WORK INSTRUCTIONS
Can you put the lines in the records below, starting with the line containing "snowy slope -> outlines" and going on through the line containing "[[[404,341],[405,337],[369,310],[332,312],[276,341]]]", into a numbered list with blank lines left out and no other lines included?

DATA FOR THIS TASK
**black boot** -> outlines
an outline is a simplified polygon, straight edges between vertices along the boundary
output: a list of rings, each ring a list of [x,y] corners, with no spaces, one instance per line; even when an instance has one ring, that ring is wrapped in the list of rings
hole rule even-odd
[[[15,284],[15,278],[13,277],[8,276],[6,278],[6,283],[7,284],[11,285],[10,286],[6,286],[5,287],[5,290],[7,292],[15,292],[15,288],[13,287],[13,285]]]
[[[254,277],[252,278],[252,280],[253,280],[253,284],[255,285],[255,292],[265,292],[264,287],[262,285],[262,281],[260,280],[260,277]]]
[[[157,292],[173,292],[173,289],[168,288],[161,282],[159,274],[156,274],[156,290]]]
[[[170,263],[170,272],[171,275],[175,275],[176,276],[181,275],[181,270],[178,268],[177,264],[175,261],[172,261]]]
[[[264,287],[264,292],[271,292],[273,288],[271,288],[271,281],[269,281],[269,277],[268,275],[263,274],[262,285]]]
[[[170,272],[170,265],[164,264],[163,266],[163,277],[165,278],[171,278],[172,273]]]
* * *
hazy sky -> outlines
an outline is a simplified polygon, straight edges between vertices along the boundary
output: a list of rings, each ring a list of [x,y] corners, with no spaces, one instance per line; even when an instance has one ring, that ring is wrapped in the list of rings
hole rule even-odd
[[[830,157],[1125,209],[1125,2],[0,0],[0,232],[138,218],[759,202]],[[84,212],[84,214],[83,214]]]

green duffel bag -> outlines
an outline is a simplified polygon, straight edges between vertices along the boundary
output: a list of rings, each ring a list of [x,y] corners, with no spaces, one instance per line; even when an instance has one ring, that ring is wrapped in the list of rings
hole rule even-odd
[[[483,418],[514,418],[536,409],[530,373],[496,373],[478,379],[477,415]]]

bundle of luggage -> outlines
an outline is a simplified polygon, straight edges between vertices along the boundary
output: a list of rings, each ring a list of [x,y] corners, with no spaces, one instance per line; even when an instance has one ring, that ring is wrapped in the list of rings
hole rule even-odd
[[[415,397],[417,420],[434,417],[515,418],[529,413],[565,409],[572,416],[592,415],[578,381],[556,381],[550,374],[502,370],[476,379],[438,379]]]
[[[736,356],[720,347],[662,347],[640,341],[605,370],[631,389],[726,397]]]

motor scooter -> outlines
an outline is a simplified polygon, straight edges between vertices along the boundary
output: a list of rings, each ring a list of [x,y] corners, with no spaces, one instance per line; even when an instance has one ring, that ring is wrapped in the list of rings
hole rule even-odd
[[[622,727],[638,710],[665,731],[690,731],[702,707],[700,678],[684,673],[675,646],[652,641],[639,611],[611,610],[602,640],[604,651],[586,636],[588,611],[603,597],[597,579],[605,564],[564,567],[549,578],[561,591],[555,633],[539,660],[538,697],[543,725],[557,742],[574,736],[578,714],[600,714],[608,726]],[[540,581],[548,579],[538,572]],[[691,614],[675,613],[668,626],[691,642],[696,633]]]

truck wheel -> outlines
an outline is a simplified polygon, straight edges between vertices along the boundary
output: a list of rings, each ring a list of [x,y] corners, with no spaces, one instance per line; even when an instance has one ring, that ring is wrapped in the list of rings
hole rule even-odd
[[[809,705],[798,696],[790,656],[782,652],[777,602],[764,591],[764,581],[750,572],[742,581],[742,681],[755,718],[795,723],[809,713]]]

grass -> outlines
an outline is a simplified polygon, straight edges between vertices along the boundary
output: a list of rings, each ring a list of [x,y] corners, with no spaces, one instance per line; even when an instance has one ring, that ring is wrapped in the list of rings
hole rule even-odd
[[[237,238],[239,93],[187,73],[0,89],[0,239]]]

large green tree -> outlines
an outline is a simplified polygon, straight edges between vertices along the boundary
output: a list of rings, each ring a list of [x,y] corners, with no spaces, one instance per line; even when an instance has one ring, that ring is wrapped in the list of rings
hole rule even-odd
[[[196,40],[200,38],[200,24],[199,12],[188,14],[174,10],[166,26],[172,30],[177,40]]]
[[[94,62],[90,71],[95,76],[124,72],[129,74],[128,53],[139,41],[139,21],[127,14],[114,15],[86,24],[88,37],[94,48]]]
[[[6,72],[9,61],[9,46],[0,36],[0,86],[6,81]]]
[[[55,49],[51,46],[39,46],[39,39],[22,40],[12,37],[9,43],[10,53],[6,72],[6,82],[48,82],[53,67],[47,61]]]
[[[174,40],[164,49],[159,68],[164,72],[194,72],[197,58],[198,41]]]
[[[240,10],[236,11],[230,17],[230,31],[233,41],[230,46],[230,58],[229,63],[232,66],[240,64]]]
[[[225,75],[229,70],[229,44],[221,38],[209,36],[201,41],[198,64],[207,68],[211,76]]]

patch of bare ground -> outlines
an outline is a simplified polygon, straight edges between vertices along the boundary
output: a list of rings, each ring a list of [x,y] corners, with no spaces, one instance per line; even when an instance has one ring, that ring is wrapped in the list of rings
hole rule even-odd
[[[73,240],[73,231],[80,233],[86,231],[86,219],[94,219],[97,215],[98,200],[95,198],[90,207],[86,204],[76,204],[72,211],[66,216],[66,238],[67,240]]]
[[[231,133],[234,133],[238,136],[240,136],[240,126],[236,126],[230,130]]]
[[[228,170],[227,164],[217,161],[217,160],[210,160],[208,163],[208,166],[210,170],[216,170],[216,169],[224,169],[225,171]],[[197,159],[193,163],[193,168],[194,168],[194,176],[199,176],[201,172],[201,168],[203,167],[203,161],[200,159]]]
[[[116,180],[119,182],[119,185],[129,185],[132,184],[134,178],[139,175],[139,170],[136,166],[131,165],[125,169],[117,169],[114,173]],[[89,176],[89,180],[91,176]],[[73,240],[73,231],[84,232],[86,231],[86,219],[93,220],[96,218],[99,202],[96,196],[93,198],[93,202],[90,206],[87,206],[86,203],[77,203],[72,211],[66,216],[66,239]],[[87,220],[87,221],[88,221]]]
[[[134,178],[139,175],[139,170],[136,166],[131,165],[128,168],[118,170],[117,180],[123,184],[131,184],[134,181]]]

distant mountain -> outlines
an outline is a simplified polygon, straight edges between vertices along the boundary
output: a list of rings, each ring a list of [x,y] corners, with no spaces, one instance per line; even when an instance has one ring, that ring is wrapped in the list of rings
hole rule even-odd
--
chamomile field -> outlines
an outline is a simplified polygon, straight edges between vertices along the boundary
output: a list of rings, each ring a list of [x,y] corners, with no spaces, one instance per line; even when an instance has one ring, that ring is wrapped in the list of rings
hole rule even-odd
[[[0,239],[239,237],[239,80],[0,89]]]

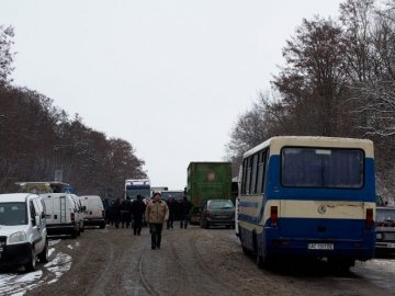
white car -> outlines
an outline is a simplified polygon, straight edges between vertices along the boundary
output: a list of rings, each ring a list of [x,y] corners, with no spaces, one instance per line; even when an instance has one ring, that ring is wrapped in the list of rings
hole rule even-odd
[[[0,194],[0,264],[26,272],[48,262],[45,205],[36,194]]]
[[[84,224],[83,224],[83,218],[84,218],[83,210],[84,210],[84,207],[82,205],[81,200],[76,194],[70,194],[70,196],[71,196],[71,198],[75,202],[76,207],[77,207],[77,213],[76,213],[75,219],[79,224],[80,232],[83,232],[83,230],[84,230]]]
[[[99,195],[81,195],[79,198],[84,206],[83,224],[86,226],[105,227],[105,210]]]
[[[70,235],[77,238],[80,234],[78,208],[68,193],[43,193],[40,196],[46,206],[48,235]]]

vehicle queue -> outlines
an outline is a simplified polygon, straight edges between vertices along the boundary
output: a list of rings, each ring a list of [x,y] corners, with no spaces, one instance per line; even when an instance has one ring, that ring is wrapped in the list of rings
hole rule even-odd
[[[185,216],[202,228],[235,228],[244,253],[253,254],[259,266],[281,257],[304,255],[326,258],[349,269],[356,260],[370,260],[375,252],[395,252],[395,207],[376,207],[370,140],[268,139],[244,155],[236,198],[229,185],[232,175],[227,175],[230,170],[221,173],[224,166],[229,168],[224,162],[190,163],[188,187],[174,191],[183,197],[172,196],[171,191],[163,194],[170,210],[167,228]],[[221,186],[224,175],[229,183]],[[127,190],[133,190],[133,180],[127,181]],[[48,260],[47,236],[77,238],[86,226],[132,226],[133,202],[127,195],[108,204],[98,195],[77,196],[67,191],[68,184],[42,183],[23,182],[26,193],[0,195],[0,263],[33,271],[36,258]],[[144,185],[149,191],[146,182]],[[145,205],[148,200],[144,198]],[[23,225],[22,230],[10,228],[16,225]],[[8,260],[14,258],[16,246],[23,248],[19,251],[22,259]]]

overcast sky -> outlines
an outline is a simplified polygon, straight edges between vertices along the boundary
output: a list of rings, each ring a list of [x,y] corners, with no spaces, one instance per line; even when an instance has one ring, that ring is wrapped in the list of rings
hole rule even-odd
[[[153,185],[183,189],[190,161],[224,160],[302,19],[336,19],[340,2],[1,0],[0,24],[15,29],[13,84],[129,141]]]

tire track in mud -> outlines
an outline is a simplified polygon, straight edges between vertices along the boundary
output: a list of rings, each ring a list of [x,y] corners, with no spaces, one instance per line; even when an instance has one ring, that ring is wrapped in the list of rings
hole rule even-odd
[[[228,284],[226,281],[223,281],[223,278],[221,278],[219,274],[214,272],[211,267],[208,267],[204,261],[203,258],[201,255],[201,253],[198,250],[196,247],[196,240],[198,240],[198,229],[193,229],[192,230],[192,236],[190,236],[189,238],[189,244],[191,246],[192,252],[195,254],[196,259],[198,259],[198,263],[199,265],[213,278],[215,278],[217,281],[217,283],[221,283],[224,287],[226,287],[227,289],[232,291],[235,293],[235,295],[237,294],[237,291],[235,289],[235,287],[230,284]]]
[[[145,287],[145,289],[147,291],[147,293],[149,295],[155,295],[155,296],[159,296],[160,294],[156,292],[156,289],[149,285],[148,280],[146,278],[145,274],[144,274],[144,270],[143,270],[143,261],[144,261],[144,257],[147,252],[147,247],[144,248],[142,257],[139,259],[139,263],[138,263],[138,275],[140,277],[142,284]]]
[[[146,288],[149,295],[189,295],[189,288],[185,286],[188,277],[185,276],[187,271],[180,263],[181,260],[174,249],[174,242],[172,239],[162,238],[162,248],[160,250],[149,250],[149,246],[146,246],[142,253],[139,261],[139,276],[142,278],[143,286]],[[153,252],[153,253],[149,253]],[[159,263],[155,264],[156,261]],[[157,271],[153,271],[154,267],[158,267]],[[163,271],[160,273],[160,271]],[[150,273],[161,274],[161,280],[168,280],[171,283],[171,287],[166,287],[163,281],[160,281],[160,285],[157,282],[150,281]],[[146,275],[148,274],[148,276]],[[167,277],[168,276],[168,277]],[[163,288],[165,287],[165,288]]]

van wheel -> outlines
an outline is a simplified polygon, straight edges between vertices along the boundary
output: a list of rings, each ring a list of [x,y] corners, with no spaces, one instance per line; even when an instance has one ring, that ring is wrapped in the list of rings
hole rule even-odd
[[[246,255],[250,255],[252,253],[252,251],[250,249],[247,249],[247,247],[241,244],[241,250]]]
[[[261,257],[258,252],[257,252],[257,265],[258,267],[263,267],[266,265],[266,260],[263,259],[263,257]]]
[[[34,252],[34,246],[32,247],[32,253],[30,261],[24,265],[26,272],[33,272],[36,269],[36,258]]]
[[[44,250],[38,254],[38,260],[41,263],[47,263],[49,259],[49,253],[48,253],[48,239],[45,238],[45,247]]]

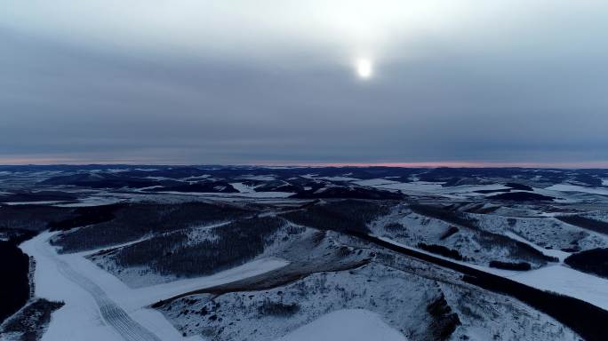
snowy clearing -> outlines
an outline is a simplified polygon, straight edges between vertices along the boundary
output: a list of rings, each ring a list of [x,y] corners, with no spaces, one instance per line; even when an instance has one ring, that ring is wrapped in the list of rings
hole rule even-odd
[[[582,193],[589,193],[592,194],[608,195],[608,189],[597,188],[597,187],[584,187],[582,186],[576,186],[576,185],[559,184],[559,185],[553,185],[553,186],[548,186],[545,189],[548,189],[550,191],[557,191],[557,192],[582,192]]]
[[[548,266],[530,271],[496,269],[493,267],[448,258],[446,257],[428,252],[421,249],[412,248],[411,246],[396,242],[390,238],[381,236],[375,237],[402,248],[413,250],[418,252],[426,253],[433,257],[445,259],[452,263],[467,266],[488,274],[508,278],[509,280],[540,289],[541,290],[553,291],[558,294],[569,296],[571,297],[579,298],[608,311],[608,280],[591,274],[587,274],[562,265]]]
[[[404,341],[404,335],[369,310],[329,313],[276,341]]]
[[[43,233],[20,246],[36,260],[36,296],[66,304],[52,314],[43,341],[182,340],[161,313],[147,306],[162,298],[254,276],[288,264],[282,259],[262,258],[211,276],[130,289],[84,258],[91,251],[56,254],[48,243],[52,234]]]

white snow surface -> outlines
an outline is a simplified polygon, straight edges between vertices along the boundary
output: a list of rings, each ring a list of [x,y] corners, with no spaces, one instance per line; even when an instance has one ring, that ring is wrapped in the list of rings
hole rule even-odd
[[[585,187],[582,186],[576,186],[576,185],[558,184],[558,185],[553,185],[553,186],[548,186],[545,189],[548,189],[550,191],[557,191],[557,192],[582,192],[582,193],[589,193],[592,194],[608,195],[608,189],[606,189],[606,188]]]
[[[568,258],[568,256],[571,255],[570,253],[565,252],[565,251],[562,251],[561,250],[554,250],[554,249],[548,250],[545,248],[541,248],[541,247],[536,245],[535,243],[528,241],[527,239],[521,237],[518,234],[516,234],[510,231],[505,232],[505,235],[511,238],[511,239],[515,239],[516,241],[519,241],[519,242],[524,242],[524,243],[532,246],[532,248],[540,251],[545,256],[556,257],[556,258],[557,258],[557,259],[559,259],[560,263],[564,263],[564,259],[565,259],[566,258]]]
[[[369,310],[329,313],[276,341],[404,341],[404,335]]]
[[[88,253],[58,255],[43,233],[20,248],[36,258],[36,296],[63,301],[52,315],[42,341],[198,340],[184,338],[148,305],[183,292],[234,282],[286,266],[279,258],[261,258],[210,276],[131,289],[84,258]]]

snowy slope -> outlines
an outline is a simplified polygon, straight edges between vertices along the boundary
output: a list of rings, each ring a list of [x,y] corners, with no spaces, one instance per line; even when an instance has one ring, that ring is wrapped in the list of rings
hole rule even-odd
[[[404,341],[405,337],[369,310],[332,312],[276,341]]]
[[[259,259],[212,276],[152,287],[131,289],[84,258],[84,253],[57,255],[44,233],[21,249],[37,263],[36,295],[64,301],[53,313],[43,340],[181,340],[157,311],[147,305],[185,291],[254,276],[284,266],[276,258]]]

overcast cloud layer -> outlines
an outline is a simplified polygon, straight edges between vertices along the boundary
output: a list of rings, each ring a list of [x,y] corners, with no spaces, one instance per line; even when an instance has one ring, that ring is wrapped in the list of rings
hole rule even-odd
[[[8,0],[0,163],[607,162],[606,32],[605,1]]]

WORKED SOLUTION
1. snowy slope -> outlines
2. an outline is a simplified polygon, straight edges between vertices along the boundary
3. output: a list of rings, each ring a list of [x,y] corners, with no spaces, one instance per line; even when an instance has one ring, that ring is wrapped in the list of rings
4. hole rule even-odd
5. [[[404,341],[405,337],[369,310],[332,312],[276,341]]]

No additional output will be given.